> **Required tasks**
A. From the automation article below, quote the passage from "McKinsey analysts said" to "be fully automated.".
B. Answer these questions from the automation article below:
(i) Researchers from which organization wrote the report?
(ii) Instead of individual occupations, what does the analysis say forecasts should look at?
(iii) What percentage of occupations could be fully automated, according to the analysts?

> **Document section**

Segment Open

Analysts said that about half of current work tasks could be automated by 2055 with currently available technology.

(AP Photo)
(AP Photo)

Economists long worried about the impact of increasingly sophisticated industrial technology on the manufacturing workforce. 
 
A newly released report, however, suggests that widespread unemployment due to automation appears unlikely — and notes that the global economy went through similar overhauls before. 
 
"As processes are transformed by the automation of individual activities, people will perform activities that complement the work that machines do, and vice versa," researchers from the McKinsey Global Institute wrote in their report, titled"A future that works: Automation, employment, and productivity." 
 
The analysis argued that any forecast regarding automation, robotics or artificial intelligence should look not at individual occupations but instead at the tasks that comprise those jobs. 
 
McKinsey analysts said that about half of current work tasks could be automated by 2055 with currently available technology, but they also noted that just 5 percent of occupations could be fully automated.

Segment Closed

> **Provided information**
Segment Open

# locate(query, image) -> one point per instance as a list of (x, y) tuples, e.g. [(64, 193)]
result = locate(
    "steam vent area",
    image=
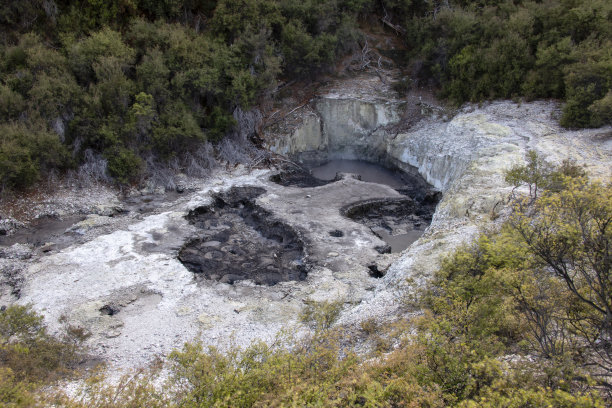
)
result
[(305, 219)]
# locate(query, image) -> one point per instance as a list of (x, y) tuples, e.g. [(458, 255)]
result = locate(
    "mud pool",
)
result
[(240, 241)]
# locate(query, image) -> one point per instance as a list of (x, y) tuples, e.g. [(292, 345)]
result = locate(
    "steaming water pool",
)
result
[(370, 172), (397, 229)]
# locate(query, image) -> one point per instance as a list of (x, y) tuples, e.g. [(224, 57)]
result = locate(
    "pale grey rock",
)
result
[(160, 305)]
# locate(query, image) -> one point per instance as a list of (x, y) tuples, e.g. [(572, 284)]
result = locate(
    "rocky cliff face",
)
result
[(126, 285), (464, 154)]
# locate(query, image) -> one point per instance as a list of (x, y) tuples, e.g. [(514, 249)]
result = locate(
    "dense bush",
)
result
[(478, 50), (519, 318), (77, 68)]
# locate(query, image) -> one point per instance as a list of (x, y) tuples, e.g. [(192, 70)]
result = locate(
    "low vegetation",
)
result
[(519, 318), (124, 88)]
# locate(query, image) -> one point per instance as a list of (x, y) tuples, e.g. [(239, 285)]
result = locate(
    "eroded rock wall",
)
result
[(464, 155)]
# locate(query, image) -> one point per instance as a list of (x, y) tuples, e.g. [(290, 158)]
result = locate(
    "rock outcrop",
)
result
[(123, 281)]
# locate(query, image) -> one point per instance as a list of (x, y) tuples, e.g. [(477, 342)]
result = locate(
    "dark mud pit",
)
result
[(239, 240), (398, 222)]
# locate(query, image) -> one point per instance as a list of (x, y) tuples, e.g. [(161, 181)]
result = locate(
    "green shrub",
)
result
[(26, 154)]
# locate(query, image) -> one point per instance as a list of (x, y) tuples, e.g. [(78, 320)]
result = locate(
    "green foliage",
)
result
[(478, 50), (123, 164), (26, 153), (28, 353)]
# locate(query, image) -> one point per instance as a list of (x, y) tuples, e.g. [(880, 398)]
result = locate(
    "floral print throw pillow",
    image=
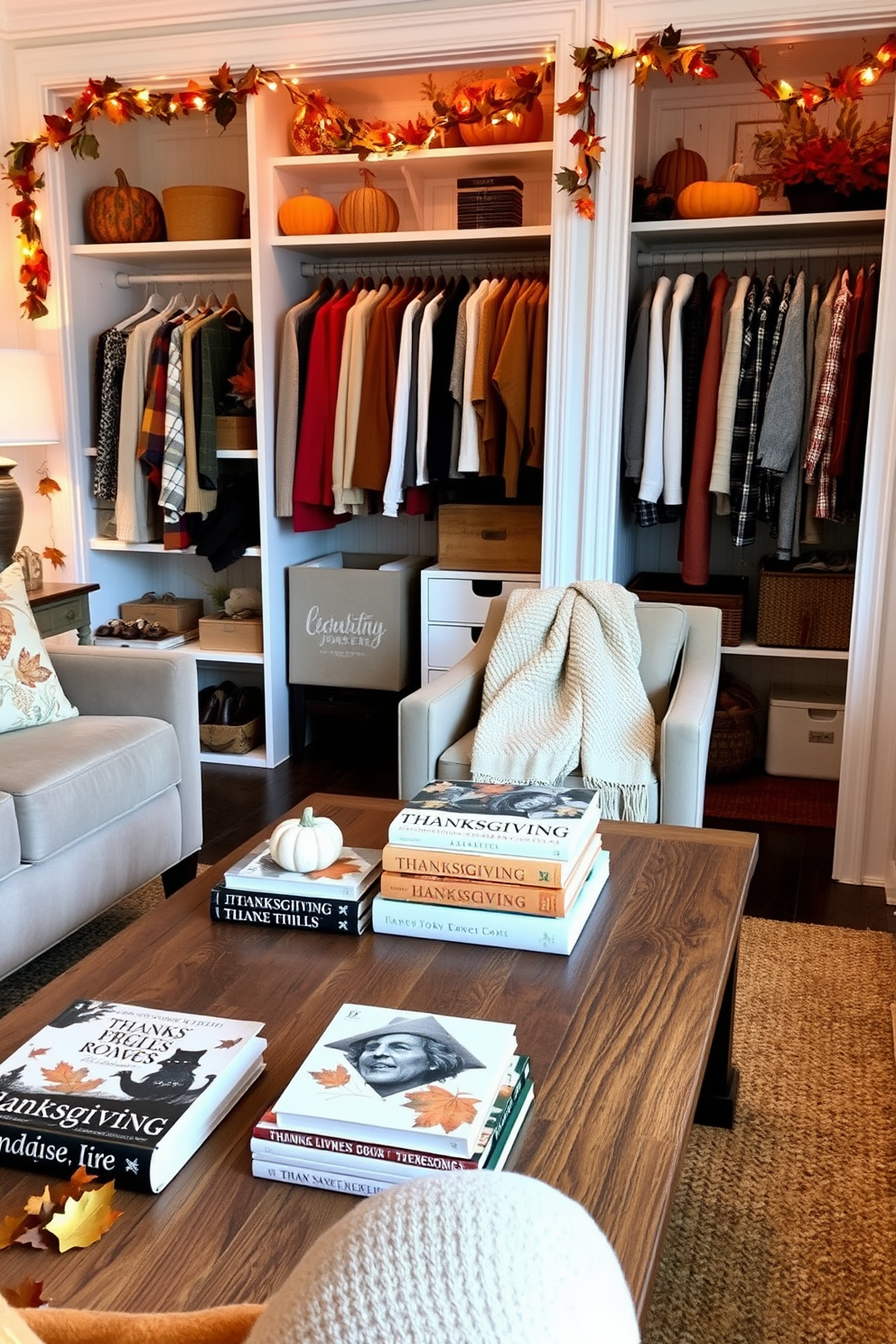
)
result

Segment Closed

> **Response list**
A.
McKinsey analysts said that about half of current work tasks could be automated by 2055 with currently available technology, but they also noted that just 5 percent of occupations could be fully automated.

B.
(i) The McKinsey Global Institute
(ii) The tasks that make up those jobs
(iii) 5 percent